▶ Aim: Arrange the rows below as a numbered list, skipping any blank lines.

··········

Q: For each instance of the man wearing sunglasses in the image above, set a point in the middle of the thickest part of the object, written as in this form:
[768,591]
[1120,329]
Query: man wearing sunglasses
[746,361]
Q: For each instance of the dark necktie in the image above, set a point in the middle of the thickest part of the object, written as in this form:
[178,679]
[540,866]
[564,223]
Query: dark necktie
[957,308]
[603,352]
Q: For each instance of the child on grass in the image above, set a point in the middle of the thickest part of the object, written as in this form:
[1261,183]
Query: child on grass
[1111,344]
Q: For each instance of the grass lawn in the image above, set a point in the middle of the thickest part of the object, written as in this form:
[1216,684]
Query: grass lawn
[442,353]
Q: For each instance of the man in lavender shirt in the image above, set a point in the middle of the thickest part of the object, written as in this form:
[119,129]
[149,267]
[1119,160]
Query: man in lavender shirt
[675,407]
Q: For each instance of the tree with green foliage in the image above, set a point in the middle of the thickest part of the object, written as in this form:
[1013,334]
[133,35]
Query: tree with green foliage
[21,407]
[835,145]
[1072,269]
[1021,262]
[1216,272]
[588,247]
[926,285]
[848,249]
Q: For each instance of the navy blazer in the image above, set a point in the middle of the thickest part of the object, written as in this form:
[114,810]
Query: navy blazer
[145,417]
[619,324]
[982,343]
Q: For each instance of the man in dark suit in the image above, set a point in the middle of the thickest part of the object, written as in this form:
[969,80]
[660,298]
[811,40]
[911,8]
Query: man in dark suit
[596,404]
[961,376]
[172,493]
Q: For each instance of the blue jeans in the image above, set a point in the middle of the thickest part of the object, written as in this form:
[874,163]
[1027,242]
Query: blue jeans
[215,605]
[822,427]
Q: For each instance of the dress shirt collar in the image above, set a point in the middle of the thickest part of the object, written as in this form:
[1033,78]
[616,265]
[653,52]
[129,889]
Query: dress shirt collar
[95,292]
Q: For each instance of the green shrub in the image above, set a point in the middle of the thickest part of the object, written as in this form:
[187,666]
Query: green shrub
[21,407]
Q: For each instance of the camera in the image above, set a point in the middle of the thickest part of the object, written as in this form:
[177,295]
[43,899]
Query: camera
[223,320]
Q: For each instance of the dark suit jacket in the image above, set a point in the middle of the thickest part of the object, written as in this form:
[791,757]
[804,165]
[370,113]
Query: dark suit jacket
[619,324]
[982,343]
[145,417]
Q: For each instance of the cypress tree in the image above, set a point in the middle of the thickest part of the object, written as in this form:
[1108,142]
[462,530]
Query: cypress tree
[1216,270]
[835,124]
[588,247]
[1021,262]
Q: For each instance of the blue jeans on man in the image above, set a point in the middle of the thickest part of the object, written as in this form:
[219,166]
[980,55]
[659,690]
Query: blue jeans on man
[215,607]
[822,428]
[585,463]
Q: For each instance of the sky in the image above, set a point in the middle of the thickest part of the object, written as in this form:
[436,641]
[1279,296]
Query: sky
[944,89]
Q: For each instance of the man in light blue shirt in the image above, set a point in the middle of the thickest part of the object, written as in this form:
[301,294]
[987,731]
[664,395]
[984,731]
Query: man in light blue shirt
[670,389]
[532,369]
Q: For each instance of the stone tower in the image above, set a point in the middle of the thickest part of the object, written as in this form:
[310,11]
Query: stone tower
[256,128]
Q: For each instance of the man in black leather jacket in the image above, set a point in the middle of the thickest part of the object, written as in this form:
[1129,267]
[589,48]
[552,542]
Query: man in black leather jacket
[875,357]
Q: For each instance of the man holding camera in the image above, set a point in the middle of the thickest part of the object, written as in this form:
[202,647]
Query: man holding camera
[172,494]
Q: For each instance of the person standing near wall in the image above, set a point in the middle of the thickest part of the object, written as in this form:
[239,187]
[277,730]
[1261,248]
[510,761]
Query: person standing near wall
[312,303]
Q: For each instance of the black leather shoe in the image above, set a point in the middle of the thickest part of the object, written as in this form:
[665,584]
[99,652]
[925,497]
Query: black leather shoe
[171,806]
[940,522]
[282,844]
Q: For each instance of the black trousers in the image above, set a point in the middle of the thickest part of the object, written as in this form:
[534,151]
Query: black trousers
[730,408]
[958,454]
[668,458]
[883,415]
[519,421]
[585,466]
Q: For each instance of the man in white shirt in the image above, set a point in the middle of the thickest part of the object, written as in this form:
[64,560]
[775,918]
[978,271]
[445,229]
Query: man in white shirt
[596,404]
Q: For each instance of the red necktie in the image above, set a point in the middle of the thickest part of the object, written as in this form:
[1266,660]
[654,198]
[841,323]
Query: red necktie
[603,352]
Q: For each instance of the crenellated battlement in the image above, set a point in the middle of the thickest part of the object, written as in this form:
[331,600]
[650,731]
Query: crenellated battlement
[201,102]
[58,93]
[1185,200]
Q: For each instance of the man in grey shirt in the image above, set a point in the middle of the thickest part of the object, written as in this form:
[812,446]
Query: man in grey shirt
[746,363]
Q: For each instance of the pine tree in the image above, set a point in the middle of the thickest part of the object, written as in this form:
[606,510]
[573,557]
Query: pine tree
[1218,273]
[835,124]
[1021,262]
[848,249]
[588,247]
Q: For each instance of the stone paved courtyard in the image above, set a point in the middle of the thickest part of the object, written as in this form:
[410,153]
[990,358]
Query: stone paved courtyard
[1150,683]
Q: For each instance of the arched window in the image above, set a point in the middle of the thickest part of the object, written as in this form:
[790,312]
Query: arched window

··········

▶ Exercise solution:
1. Q: For each instance of the man wearing sunglasses in the image above, set a point in the middle of the thickest part of the object, written as in this form:
2. [768,591]
3. [1120,329]
4. Query: man wearing sunglasses
5. [746,361]
6. Q: For each instance of the dark necktie in the image above, set a point in the middle of the thickest part of the object, written as in this form:
7. [178,679]
8. [540,866]
9. [564,223]
10. Query: dark necktie
11. [957,308]
12. [603,352]
13. Q: For each instance of the child on grass in the image above, set a point in the middle of the thickest part of the object, written as in this form:
14. [1261,183]
15. Query: child on grass
16. [1111,344]
17. Q: For each instance of the grass lawn in the image above, set a point in the middle of the thickest part of the object, written as in this form:
18. [1216,684]
19. Query: grass lawn
20. [442,353]
21. Q: For each instance of the man in lavender shirt in the image above, set a point in the middle of the thickest part of the object, written as in this form:
22. [119,129]
23. [149,267]
24. [1119,160]
25. Query: man in lavender shirt
26. [675,407]
27. Q: For each instance of the tree with green foliage in the image above, set a point in the middle of the thickest part of the object, written as in this form:
28. [1013,334]
29. [133,35]
30. Query: tree with green foliage
31. [21,407]
32. [835,145]
33. [1072,269]
34. [1021,262]
35. [1216,272]
36. [588,247]
37. [926,285]
38. [848,249]
39. Q: For each instance of the navy blazer in the image above, set a point in the middle of the thickest part of the object, written as in this form:
40. [114,810]
41. Query: navy blazer
42. [145,417]
43. [619,324]
44. [982,343]
45. Q: For each instance of the man in dark suit in the image above, set a point in the middle of the thickest part of the object, written as in this form:
46. [969,80]
47. [660,298]
48. [811,40]
49. [911,8]
50. Query: man in dark suit
51. [596,404]
52. [961,376]
53. [172,493]
54. Q: For each instance of the blue jeans in the image above, set a point in the middle of the thickest part of the object, written as in this form:
55. [874,163]
56. [1027,242]
57. Query: blue jeans
58. [215,605]
59. [822,427]
60. Q: For each instance of the dress shirt collar in the image above, set a point in the middle of the thickest part of the object, written as in this form:
61. [1033,78]
62. [616,265]
63. [653,52]
64. [129,889]
65. Query: dress shirt collar
66. [95,292]
67. Q: For each instance of the green shrub in the image above, set a point in the middle of the thickest part of the object, written as in this form:
68. [187,666]
69. Query: green shrub
70. [21,407]
71. Q: For each instance of the camera in the image above, set a point in the middle of the thickest part of the object, written as in this form:
72. [177,295]
73. [43,899]
74. Query: camera
75. [223,320]
76. Q: For each instance of the dark suit jacket in the image above, set a point in the middle of the thickest part of the object, written as in this form:
77. [791,757]
78. [804,165]
79. [370,113]
80. Query: dark suit jacket
81. [619,324]
82. [982,343]
83. [145,417]
84. Q: For each instance of the cypress tree in the image above, set a point in the middle of the thickest part of the object, written as in this form:
85. [1108,142]
86. [462,530]
87. Query: cypress tree
88. [1216,270]
89. [835,124]
90. [588,247]
91. [1021,262]
92. Q: For each instance of the blue jeans on man in the image above, set a point in the middle of the thickest part of the object, written as in this form:
93. [219,166]
94. [980,55]
95. [659,690]
96. Query: blue jeans on man
97. [215,607]
98. [822,428]
99. [585,463]
100. Q: For each instance of the sky in the image above, set a point in the middle of the thickest part of the object, written as in this form:
101. [436,641]
102. [1279,296]
103. Query: sky
104. [944,89]
105. Q: For each instance of the man in light blue shirt in the image above, set a point in the middle of the thickest part of the object, written as in this form:
106. [301,294]
107. [987,731]
108. [664,395]
109. [984,731]
110. Query: man in light blue shirt
111. [670,389]
112. [532,369]
113. Q: For each instance of the stone tower in the image above, set a point in the middle of the thickest part of the object, written as in this form:
114. [310,11]
115. Query: stone tower
116. [256,128]
117. Q: For each instance of the man in black leather jacket in the image above, set a point in the middle of the thickest part of the object, written as in this form:
118. [1129,267]
119. [589,48]
120. [552,542]
121. Query: man in black leather jacket
122. [875,357]
123. Q: For each instance of the man holding camera in the image above, set a point in the middle of the thickest part of the object, written as in this form:
124. [202,647]
125. Query: man holding camera
126. [172,494]
127. Q: For each instance of the person standing near wall in the image above, set a point in the middle of the thickest part of the object, written as in this form:
128. [239,187]
129. [277,730]
130. [1261,248]
131. [510,761]
132. Query: person standing near wall
133. [312,303]
134. Q: For each instance of the black leather shoe in the image above, set a point in the middle of the thickest part of the object, written as in this form:
135. [665,584]
136. [99,652]
137. [925,497]
138. Query: black leather shoe
139. [171,806]
140. [940,522]
141. [282,844]
142. Q: For each instance of the black trousers in the image above, set a point in the middle of the thickest part of the object, written as in this form:
143. [534,151]
144. Query: black trousers
145. [730,408]
146. [958,454]
147. [668,458]
148. [883,415]
149. [519,421]
150. [585,466]
151. Q: For each instance of the man in white shirt in the image above, set a point in the middle of the thickest part of the object, written as in this form:
152. [64,560]
153. [775,918]
154. [978,271]
155. [445,229]
156. Query: man in white shirt
157. [596,404]
158. Q: For each instance of the red necktie in the image above, set a point in the middle of the thickest part of the object, written as in this form:
159. [1266,660]
160. [654,198]
161. [841,323]
162. Query: red necktie
163. [603,352]
164. Q: For each instance of the crenellated battlement in the image above, set a point in the middle of the thickest part of the object, written as in this form:
165. [331,600]
166. [650,731]
167. Query: crenellated battlement
168. [201,102]
169. [58,93]
170. [1185,200]
171. Q: For each instance of the man in grey shirt in the image above, set a point in the middle of the thickest part of the object, written as in this form:
172. [812,446]
173. Query: man in grey shirt
174. [746,363]
175. Q: For each instance of the pine tree in the image above, set a point in the middle of the thickest part of the object, written as in this form:
176. [606,510]
177. [573,557]
178. Query: pine tree
179. [1218,273]
180. [835,124]
181. [1021,262]
182. [848,249]
183. [588,247]
184. Q: For each instance of the stone paved courtyard in the image above, set a point in the middle of the thickest part of the object, written as in this form:
185. [410,153]
186. [990,358]
187. Query: stone paved courtyard
188. [1150,683]
189. Q: For each instance of the arched window in the image above, set a point in the middle of the thickest part of the object, written as in this form:
190. [790,312]
191. Query: arched window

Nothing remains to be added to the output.